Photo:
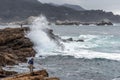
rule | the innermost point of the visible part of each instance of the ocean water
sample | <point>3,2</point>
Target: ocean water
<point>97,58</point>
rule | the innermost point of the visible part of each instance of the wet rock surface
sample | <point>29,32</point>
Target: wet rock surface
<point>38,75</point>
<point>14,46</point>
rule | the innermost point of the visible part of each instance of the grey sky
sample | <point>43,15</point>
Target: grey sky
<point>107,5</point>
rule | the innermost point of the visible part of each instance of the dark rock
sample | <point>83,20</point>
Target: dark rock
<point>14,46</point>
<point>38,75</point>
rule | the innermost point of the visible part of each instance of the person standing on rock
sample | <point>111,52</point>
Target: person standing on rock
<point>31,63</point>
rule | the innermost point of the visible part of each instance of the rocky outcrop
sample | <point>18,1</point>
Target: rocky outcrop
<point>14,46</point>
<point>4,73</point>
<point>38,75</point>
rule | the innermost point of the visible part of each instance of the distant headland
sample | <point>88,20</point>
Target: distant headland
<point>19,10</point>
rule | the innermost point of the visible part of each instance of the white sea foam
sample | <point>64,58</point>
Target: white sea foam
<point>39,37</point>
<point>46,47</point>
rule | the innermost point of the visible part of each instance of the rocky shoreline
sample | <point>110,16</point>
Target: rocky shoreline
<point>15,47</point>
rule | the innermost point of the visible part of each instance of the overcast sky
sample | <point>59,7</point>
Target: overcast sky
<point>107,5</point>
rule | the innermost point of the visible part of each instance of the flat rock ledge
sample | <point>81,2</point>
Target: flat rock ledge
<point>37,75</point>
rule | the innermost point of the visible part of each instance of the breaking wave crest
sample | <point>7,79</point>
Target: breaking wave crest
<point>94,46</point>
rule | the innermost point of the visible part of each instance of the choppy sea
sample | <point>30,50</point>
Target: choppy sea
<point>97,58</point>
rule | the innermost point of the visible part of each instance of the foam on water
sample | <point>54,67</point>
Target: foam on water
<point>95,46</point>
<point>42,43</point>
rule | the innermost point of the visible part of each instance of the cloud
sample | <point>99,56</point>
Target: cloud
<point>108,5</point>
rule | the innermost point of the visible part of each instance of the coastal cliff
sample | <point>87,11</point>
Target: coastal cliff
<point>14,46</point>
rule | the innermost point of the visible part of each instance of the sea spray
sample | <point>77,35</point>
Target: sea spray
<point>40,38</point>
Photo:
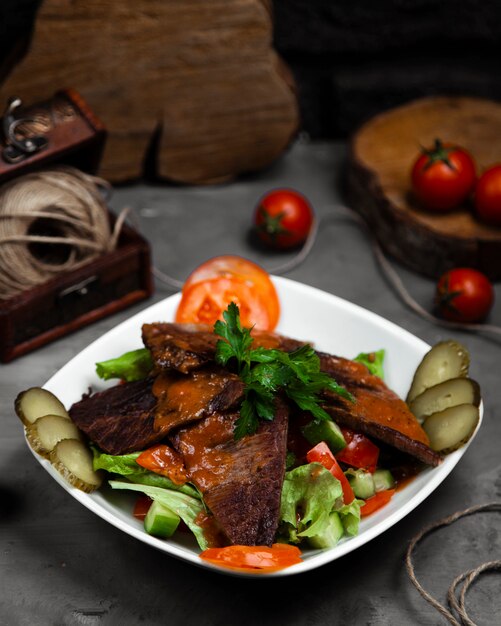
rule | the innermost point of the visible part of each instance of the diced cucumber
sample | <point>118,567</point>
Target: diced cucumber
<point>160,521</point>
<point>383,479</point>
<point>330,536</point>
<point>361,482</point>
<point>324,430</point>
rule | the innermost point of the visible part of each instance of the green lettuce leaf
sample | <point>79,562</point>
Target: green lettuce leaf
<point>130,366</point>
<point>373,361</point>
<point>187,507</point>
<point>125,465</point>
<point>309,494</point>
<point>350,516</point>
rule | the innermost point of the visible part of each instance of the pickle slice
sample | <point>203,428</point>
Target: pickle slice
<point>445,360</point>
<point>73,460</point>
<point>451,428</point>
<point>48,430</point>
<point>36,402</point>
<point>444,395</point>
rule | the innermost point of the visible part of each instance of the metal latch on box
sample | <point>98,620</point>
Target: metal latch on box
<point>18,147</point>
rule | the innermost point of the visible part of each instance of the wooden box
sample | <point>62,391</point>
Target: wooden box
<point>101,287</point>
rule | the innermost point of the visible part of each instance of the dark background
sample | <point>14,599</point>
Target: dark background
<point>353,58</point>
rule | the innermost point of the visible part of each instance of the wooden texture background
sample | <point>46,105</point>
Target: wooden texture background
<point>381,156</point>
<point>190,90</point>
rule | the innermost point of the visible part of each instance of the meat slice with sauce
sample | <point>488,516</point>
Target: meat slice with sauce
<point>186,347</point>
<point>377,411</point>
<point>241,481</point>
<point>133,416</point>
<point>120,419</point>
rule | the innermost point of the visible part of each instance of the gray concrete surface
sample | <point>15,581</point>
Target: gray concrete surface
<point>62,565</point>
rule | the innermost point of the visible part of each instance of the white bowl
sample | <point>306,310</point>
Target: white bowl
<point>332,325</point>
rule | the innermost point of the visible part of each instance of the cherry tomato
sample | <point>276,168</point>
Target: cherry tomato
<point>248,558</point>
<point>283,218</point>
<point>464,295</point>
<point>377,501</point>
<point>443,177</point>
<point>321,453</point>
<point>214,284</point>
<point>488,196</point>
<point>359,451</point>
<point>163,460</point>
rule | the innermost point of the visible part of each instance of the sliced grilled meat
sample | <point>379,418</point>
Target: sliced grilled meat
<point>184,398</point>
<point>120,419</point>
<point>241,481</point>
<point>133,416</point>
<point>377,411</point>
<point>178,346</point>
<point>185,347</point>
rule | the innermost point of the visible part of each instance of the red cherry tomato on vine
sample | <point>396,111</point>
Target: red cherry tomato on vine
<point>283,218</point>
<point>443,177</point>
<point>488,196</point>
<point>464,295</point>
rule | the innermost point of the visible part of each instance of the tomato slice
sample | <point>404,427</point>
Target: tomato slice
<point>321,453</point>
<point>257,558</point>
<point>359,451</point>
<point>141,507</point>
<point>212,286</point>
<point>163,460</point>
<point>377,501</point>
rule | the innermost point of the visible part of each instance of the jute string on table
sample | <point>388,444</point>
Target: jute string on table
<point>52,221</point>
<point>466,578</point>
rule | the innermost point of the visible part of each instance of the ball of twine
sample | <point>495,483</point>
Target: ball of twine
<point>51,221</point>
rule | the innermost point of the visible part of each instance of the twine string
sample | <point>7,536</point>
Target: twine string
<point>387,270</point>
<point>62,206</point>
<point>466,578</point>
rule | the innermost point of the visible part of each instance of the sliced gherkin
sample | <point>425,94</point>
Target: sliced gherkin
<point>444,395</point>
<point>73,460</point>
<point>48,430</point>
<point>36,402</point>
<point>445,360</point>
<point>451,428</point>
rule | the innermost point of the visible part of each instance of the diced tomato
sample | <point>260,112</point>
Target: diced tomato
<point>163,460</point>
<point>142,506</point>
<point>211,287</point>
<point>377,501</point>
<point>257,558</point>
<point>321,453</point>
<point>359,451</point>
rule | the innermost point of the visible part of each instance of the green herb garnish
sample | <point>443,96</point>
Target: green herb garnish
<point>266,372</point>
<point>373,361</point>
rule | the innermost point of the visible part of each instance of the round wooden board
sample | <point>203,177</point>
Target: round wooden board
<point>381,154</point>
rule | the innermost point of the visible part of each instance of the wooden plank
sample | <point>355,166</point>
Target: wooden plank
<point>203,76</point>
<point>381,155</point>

━━━━━━━━━━

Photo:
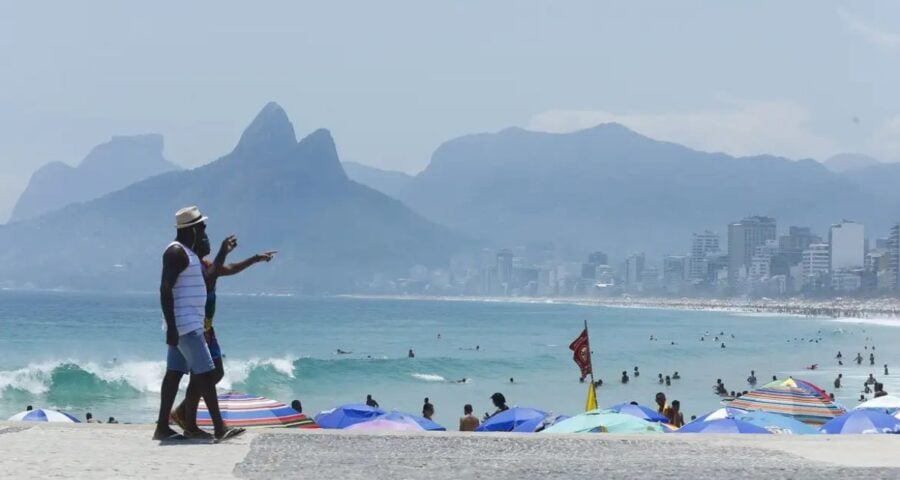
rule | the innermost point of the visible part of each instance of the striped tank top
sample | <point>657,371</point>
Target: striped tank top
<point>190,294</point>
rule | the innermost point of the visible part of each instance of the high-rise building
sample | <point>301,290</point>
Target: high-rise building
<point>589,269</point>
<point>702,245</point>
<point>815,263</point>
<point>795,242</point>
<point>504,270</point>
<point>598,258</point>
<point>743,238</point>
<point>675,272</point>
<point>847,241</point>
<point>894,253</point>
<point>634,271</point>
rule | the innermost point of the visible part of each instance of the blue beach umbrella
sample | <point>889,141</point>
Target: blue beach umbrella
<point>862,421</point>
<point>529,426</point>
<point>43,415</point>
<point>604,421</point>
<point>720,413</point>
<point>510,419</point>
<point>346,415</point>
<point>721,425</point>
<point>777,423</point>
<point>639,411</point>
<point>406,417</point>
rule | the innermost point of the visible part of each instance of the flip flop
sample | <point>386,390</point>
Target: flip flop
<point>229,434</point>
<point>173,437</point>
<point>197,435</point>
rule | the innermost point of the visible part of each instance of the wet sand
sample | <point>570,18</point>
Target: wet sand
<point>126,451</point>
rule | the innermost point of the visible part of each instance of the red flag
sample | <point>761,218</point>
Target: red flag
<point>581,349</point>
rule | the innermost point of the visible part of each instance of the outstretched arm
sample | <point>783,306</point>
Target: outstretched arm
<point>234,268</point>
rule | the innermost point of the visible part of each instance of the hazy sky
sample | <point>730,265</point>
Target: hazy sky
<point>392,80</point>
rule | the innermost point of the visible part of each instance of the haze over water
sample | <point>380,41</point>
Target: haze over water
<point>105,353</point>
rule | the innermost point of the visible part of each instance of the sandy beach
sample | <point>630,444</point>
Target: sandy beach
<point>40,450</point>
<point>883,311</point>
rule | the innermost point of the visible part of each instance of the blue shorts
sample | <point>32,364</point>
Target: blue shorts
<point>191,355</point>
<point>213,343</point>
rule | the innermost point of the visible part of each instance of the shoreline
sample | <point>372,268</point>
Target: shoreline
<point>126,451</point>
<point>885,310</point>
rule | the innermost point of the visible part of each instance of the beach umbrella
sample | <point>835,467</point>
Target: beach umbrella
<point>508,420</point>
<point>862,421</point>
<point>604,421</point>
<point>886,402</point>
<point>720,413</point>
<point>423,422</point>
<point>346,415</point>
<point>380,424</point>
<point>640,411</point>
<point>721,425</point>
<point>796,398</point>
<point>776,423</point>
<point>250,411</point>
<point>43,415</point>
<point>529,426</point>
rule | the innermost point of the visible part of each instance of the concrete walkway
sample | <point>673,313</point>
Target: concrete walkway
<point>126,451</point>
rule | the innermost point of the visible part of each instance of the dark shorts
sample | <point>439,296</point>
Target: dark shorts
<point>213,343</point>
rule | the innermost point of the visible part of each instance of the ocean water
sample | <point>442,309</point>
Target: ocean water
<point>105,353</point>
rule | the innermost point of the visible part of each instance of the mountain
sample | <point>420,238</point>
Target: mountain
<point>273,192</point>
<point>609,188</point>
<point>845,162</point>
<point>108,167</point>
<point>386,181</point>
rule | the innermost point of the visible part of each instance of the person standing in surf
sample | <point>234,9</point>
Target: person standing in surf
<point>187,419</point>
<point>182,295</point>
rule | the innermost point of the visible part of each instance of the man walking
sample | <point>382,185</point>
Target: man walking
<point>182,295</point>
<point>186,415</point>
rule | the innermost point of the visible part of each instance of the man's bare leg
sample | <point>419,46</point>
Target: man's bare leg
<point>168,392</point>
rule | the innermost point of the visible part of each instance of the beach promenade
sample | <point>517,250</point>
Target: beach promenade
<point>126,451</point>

━━━━━━━━━━

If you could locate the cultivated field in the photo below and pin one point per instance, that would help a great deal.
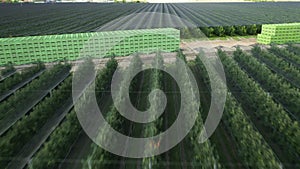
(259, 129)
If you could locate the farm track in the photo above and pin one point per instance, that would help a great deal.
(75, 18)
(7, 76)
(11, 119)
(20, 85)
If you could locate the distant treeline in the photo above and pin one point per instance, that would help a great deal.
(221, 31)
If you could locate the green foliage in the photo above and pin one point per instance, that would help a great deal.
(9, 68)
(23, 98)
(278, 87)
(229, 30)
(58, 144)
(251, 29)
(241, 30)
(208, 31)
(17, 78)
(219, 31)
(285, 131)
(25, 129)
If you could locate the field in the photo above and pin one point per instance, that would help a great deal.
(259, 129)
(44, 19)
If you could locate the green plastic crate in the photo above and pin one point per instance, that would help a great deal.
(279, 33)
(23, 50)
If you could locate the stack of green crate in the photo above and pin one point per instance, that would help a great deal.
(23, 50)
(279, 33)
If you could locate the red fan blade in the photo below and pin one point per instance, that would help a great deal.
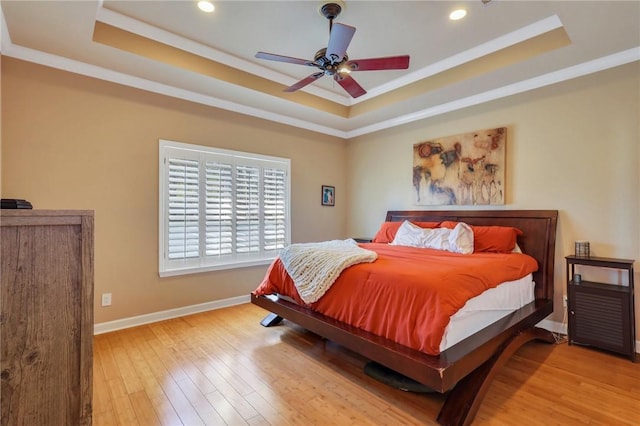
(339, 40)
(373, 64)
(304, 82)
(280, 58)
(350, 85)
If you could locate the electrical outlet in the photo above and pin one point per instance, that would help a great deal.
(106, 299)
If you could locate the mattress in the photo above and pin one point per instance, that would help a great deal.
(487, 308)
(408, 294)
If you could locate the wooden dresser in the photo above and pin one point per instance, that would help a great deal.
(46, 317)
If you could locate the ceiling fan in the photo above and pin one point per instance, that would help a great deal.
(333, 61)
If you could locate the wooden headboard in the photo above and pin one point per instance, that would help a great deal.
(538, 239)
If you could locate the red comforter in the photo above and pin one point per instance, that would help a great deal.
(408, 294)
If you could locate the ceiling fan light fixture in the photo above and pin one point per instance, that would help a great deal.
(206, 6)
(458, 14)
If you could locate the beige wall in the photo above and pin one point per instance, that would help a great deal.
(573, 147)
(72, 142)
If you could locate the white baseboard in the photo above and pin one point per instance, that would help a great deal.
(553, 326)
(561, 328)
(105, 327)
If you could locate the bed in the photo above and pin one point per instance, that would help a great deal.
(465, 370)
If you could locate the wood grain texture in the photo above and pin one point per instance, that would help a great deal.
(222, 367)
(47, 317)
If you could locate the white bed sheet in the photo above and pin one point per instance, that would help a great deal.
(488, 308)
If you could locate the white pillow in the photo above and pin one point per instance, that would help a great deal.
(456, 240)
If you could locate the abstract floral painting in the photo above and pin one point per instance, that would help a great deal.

━━━━━━━━━━

WHAT IS NEEDED — Extract from the entries above every line that contains the string "ledge", treating uppercase and lowercase letters as distinct.

IN RESPONSE —
rule | the innermost point of the visible part of each instance of the flat rock ledge
Target: flat rock ledge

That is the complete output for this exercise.